Vaginas make John Boehner cry
Asshole:
“I think it’s important for us to win this issue,” Mr. Boehner told reporters just before the Senate killed a Republican measure with a vote of 51 to 48. “The government, our government, for 220 years has respected the religious views of the American people, and for all of this time there’s been an exception for those churches and other groups to protect the religious beliefs that they believe in, and that’s being violated here.” [...]
“I’ve been trying to take this out of the political realm and get it into a position where we can continue to protect the American people’s right to their own religious views,” he said. “And there are a lot of ways to do that. There’s one in the Senate. We have a couple in the House. It’s matter of how we proceed.” [...]
“The government is moving in a direction that would force some Americans to violate their religious beliefs,” he said. “This is wrong, and we want to stop it.”
Let's be perfectly clear: Even though the Senate
very narrowly defeated the Blunt Amendment allowing employers to deny insurance coverage for health care they find
icky morally objectionable, this isn't exactly a victory. It's a warning shot. Because despite polls showing that a majority of Americans
like birth control and
don't like the Blunt Amendment, House Majority Leader John Boehner and his fellow woman-haters in Congress are promising to continue their war on women.
Women's rights, including their right to basic health care, are in the hands of the small group of men who don't even want to hear from women—like Rep. Darrell Issa and his No Girls Allowed panel on how vaginas make religious men sad. Like Sen. Marco Rubio, who submitted his Blunt-like bill the day after attending church "where an officiant read a letter from the Catholic archdiocese opposing the administration's decision."
While the misnomer Republican War on Women is often invoked, let's not let Democrats off the hook here for their complicity, because Democratic Sens. Bob Casey, Joe Manchin and Ben Nelson joined Republicans in supporting the Blunt Amendment. Democratic Sen. John Kerry, who voted against the amendment, used up his floor speech time before the vote to clutch his precious Catholic Church-issued pearls about how "concerned" he was a few weeks ago that the Obama administration's new health care mandate did not show proper deference to the concerns of Kerry's church. (Funny how easy it is for Kerry to chuck those pearls on other Church edicts, like the Church's opposition to the war in Iraq.) Kerry is typically recognized as one of the "good guys," whose personal opposition to abortion does not usually get in the way of his voting record. But even Kerry has spent the last several weeks invoking the language of the Right, ceding and validating anti-woman, pro-Christian sharia law rhetoric. Yes, the bottom line is that he voted the right way, but when women's health care is so often dismissed as a "special interest" by the supposedly pro-woman party, and used as a political football by the anti-woman party, American women deserve steadfast allies whose consciences are clear and not subject to the petulant demands of their religious leaders.

____

[PROBLEM SET]
a) Reproduce word for word the passage of the Blunt Amendment commentary that opens with the words containing "Let's be perfectly" and closes with "war on women.".
b) According to the Blunt Amendment commentary, what was the vote in the Senate that killed the Republican measure?
c) List the Democratic senators who, according to the Blunt Amendment commentary, joined Republicans in supporting the Blunt Amendment.

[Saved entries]

____

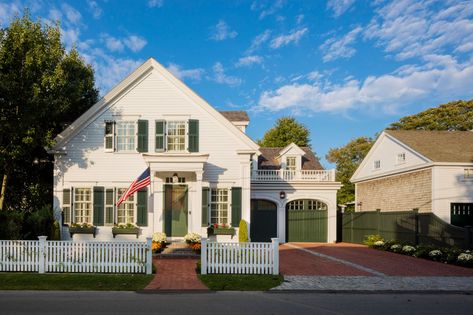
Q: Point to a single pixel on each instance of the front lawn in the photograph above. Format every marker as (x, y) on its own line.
(241, 282)
(68, 281)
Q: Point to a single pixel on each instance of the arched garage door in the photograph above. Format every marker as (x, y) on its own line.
(306, 221)
(264, 220)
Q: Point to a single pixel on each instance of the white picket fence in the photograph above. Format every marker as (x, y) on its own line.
(240, 258)
(67, 256)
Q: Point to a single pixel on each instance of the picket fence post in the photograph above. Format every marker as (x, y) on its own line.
(149, 256)
(42, 254)
(203, 256)
(275, 243)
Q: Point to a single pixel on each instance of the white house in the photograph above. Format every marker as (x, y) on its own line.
(427, 170)
(204, 168)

____

[YOUR RESPONSES]
a)
Let's be perfectly clear: Even though the Senate
very narrowly defeated the Blunt Amendment allowing employers to deny insurance coverage for health care they find
icky morally objectionable, this isn't exactly a victory. It's a warning shot. Because despite polls showing that a majority of Americans
like birth control and
don't like the Blunt Amendment, House Majority Leader John Boehner and his fellow woman-haters in Congress are promising to continue their war on women.

b) 51 to 48

c) Bob Casey, Joe Manchin, Ben Nelson